(Stored data entries)
--- START ---

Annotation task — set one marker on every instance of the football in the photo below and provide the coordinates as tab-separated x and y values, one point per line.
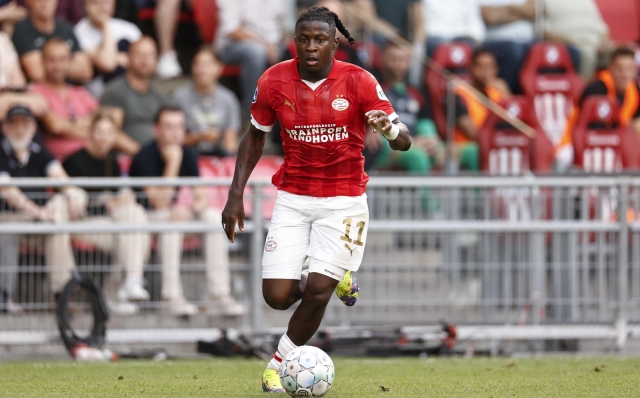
307	372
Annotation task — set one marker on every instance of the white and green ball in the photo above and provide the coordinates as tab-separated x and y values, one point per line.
307	372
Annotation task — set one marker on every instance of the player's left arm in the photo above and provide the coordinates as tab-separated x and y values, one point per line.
395	132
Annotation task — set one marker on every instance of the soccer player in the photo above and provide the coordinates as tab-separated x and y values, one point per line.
323	106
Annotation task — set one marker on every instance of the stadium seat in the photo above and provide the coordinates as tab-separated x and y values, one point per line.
623	19
550	81
597	138
506	151
455	58
602	146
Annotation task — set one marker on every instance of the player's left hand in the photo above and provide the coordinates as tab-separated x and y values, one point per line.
379	120
233	214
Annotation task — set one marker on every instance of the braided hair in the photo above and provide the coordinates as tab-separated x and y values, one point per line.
322	14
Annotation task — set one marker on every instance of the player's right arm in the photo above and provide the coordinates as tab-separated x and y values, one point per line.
249	152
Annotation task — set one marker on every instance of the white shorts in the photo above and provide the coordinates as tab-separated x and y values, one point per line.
330	231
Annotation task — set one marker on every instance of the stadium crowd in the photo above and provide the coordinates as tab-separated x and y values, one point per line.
87	89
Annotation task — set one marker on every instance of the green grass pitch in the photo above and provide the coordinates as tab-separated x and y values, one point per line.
478	377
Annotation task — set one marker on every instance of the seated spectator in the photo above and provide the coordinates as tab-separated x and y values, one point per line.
345	52
106	40
98	160
31	34
134	93
618	82
579	24
510	33
10	14
21	157
213	111
412	110
167	157
250	34
453	20
167	17
13	82
470	112
68	117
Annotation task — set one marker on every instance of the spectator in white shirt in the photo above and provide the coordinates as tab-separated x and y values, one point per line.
452	20
250	34
106	40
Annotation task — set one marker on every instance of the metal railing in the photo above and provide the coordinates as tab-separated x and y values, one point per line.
467	250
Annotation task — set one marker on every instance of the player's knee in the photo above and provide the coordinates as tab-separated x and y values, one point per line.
278	300
317	299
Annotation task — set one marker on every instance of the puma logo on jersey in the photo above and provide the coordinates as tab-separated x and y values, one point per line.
350	249
292	105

--- END ---

▶ _Task to complete_:
Your job is to repeat every entry exactly, keeping all pictures out of the copy.

▶ _Result of this exercise_:
Annotation task — set one marker on every instance of the football in the photo below and provide the coordinates as tab-separated x and y values, one point per line.
307	372
Annotation task — set one marker on every instance of the white and green ball in the photo above and provide the coordinates as tab-separated x and y values, one point per line.
307	372
Annotation task — set one marker on every instance of the player's left arm in the photo above and provide the coordinates as tab-separated x and y values, one point per line.
395	132
Annotation task — set one marker on every instance of the soccer player in the photo above and provide the coordinates as tab-separated x and y values, one point per line.
323	106
Annotation task — set one marker on every instance of the stadium seat in the photo above and provide the coordinates as tab-separated x and y values, one point per line.
623	19
550	81
597	138
506	151
455	58
602	146
Annotation task — set one marker on every instance of the player's left hand in the photo above and provide the coordinates as tab-separated x and y values, one point per line.
379	120
233	214
Annotation task — set one marker on every instance of the braided hair in the photo above and provide the coordinates as tab-separated x and y values, one point per line.
322	14
Annotation task — set one marker on every instance of the player's right arm in the photo above and provide the coordinates as tab-separated x and y values, one point per line.
249	152
Annotation task — set one marker on every instance of the white shorts in the photo above and provide the coordinates as tab-separated x and y values, one point per line.
330	231
Annotation task — set one marker on every instance of the stadium crowd in the photo above and provide the coordinates as tab-separated x and y values, one point per line.
87	89
Annotation task — set one marker on every instance of the green grass pitch in the photo above and provide the coordinates as tab-separated x and y values, one point per line.
478	377
Annotation task — set one marker on every instance of the seated spectator in the photo above and provide the coordinates as tab-separated x and y values, one point per line.
345	52
106	40
98	160
31	34
134	93
618	82
579	24
510	33
10	14
21	157
213	111
412	110
167	157
250	34
453	20
167	17
13	82
470	112
68	117
Annotation task — set one marker on every instance of the spectator in white shirt in the photo above and provide the coordinates as tab-separated x and y values, one point per line.
452	20
250	34
106	40
Annotation task — set one marker on every instance of the metal railing in the photo above and provide the coordinates as tab-separated x and y values, one point per line.
467	250
Annotation task — set one marker on every instance of the player's knee in the photo above and provide the coordinates as tab-separated x and y values, one point per line.
278	300
317	299
Annotation task — set one marker on every instance of the puma logo on jersey in the photo above and provide the coordinates as tab-separated x and y values, one point per line.
350	249
292	105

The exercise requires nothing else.